§ REQUIREMENT:
The entire listing below needs to be transcribed word for word.

§ INPUT DATA:
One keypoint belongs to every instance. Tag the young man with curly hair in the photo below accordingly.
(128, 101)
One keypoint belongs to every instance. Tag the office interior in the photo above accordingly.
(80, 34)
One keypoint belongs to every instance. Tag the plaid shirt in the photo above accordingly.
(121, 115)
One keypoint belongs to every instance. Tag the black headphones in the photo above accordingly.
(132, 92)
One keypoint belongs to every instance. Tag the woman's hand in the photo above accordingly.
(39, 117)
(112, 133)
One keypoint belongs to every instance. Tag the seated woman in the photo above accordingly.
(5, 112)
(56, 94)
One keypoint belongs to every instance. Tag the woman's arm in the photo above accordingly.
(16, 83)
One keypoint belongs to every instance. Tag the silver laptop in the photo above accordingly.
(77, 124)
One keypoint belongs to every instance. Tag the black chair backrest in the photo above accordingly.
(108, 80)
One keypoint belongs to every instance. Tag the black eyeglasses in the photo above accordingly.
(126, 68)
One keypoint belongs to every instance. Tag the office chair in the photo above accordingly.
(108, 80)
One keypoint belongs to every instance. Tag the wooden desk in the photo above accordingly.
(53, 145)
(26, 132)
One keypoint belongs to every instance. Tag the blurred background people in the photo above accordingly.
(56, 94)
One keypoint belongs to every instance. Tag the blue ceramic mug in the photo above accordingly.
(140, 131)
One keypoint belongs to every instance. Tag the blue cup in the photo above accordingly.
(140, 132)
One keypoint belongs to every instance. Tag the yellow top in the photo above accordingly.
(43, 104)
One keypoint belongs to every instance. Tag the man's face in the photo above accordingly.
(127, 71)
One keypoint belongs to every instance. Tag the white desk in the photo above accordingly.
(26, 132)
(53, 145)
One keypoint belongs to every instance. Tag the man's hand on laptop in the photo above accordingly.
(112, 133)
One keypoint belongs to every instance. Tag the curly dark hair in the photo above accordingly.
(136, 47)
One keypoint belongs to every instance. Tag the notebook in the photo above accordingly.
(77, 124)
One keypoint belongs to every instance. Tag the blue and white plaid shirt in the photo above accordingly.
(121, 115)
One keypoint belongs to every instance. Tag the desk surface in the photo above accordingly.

§ ANSWER FOR THE TASK:
One keypoint belongs to every instance. Tag the young man with curly hair in the photo below accordingly.
(128, 101)
One keypoint belongs to every instance. Tag the office interior in the photo above accordingly.
(80, 34)
One keypoint belongs to every instance. Tag the plaid shirt in the photo above accordingly.
(121, 115)
One keypoint belongs to every instance. Tag the black headphones in the photo above accordingly.
(132, 92)
One keypoint belongs to every instance. Tag the woman's hand in the photo above accordingly.
(39, 117)
(112, 133)
One keypoint belongs to every instance. Tag the seated woman in the photo above accordingly.
(5, 112)
(56, 94)
One keypoint belongs to every instance. Tag the woman's arm in the photo above accordingly.
(16, 83)
One keypoint belongs to every instance. Tag the silver laptop in the photo above accordingly.
(77, 124)
One keypoint belongs to every instance. Tag the black chair backrest in the photo above accordingly.
(108, 80)
One keypoint belongs to every instance. Tag the black eyeglasses in the photo above accordingly.
(126, 68)
One keypoint belongs to every instance. Tag the office chair in the photo above accordingly.
(108, 80)
One keypoint belongs to every instance. Tag the wooden desk in the photo above accordingly.
(53, 145)
(26, 132)
One keypoint belongs to every instance. Tag the blurred background people in the photo above accordingly.
(56, 94)
One keypoint belongs to every instance. Tag the blue ceramic mug in the photo above accordingly.
(140, 131)
One keypoint belongs to every instance. Tag the blue cup in the photo above accordingly.
(140, 132)
One keypoint belongs to every instance. Tag the yellow top in the photo above accordingly.
(43, 104)
One keypoint belongs to every instance. Tag the man's face in the photo above accordingly.
(127, 71)
One keypoint belongs to every instance. Tag the white desk in the photo above accordingly.
(26, 132)
(53, 145)
One keypoint belongs to every instance. Tag the man's hand on laptop in the photo above accordingly.
(112, 133)
One keypoint belongs to every instance. Tag the curly dark hair in the photo above accordingly.
(136, 47)
One keypoint belongs to every instance. Tag the notebook in the photo above accordingly.
(77, 124)
One keypoint belongs to every instance. Tag the blue and white plaid shirt in the photo above accordingly.
(121, 115)
One keypoint belongs to every instance. Tag the desk surface in the photo above accordingly.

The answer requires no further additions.